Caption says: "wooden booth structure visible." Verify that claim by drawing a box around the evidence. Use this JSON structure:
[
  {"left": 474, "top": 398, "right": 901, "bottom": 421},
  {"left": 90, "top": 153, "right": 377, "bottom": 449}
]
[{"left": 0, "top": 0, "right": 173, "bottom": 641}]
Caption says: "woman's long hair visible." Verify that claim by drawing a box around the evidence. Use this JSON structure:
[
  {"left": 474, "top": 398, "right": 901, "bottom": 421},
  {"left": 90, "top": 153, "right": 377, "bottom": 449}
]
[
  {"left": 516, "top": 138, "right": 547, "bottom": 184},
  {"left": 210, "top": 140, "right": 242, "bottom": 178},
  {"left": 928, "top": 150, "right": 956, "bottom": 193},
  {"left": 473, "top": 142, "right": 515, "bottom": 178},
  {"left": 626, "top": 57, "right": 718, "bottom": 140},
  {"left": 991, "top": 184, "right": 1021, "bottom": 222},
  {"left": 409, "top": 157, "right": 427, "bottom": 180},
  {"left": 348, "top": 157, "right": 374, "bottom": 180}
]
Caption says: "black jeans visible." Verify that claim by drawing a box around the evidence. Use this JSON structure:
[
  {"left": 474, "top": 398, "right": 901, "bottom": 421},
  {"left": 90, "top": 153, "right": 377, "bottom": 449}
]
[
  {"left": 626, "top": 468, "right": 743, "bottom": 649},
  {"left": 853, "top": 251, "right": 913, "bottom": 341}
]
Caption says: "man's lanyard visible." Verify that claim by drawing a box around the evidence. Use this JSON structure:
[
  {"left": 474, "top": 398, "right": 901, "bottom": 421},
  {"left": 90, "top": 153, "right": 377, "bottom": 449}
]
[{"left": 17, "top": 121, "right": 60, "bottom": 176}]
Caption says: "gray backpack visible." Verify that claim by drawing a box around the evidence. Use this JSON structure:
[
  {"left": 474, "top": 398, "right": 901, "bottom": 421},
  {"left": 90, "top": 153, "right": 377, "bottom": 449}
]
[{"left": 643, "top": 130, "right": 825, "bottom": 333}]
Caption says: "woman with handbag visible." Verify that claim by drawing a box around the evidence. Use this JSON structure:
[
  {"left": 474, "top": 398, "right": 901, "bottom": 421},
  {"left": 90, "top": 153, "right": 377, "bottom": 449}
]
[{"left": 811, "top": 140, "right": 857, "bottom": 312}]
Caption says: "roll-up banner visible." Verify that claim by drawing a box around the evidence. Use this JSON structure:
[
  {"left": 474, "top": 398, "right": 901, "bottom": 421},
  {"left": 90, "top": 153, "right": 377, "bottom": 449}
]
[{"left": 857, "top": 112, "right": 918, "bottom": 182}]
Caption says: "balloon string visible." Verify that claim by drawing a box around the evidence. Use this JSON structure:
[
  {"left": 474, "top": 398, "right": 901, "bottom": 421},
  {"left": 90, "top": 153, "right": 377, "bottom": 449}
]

______________________________

- _WHAT TO DO_:
Tally the lines in the rows above that contain the string "woman", and report only the count.

- _RESULT OF THIS TASK_:
2